Yesterday we wrapped up our advent series at church. Yes, advent as a season is over, but advent as a practice – making room for Christ and dwelling on His birth, sacrifice, resurrection, and gift of grace – is something I’m still very much into thinking about as we head into a new year, especially since I’m working on being still.
One of the reasons I love our church is that I always walk away with something to reflect on. A lot of times it’s something God is already talking to me about, and it’s just one more way He makes His voice heard. That’s always crazy to me. How did my pastor know what I was reading this week? How I was praying? Or what I needed to hear most? God amazes me when He speaks straight to my heart through people on stage.
Other times, my church challenges me. It’s not that I ever disagree with anything our pastors say, but sometimes they give me something to think about that I wouldn’t normally think about on my own at this moment in time. Yesterday was more like one of those days.
“Jesus amazed, confounded, and confused people,” our pastor said. I jotted it down in my notebook, because I absorb best when I’m writing. Something about pulling the words down from the air onto the written page helps me wrestle with what I’m hearing in ways my brain can’t do just by listening alone. But that’s where the questions usually start for me.

== RECORDS SHOWN ==
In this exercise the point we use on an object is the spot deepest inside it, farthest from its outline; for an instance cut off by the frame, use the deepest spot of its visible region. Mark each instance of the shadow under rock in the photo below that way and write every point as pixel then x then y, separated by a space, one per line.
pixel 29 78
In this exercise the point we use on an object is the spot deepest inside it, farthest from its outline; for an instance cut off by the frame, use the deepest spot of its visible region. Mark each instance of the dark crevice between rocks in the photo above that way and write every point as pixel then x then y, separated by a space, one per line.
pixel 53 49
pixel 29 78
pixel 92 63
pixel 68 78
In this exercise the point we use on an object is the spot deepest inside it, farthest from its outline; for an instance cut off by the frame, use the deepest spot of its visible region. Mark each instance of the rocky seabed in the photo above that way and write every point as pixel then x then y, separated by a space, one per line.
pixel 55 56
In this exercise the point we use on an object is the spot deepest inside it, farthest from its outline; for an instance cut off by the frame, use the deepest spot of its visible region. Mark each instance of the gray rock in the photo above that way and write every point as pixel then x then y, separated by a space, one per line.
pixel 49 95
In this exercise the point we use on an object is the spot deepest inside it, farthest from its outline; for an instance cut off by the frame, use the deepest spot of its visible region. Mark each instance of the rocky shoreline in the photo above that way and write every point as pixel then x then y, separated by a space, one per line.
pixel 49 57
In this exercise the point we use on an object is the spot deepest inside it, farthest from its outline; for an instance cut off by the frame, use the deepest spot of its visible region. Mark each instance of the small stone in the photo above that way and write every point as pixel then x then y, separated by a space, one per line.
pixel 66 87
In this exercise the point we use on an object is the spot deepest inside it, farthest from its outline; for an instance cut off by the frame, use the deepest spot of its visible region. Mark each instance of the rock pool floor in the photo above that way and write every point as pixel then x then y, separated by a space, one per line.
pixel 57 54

== EXERCISE SET ==
1 – Summarize the post about the church advent series in two sentences.
2 – Rewrite everything in the records from the line containing "of the gray" down to the end of the records, putting "innermost" in place of "deepest" and changing nothing else.

== TASK-BY-TASK SOLUTIONS ==
1 – The writer's church wrapped up its advent series yesterday, but the writer is still thinking about advent as a practice of making room for Christ heading into a new year. The church often echoes what God is already saying to the writer and at other times gives challenging ideas, like the pastor's line that Jesus amazed, confounded, and confused people, which the writer jotted down in a notebook.

2 –
In this exercise the point we use on an object is the spot innermost inside it, farthest from its outline; for an instance cut off by the frame, use the innermost spot of its visible region. Mark each instance of the gray rock in the photo above that way and write every point as pixel then x then y, separated by a space, one per line.
pixel 49 95
In this exercise the point we use on an object is the spot innermost inside it, farthest from its outline; for an instance cut off by the frame, use the innermost spot of its visible region. Mark each instance of the rocky shoreline in the photo above that way and write every point as pixel then x then y, separated by a space, one per line.
pixel 49 57
In this exercise the point we use on an object is the spot innermost inside it, farthest from its outline; for an instance cut off by the frame, use the innermost spot of its visible region. Mark each instance of the small stone in the photo above that way and write every point as pixel then x then y, separated by a space, one per line.
pixel 66 87
In this exercise the point we use on an object is the spot innermost inside it, farthest from its outline; for an instance cut off by the frame, use the innermost spot of its visible region. Mark each instance of the rock pool floor in the photo above that way and write every point as pixel then x then y, separated by a space, one per line.
pixel 57 54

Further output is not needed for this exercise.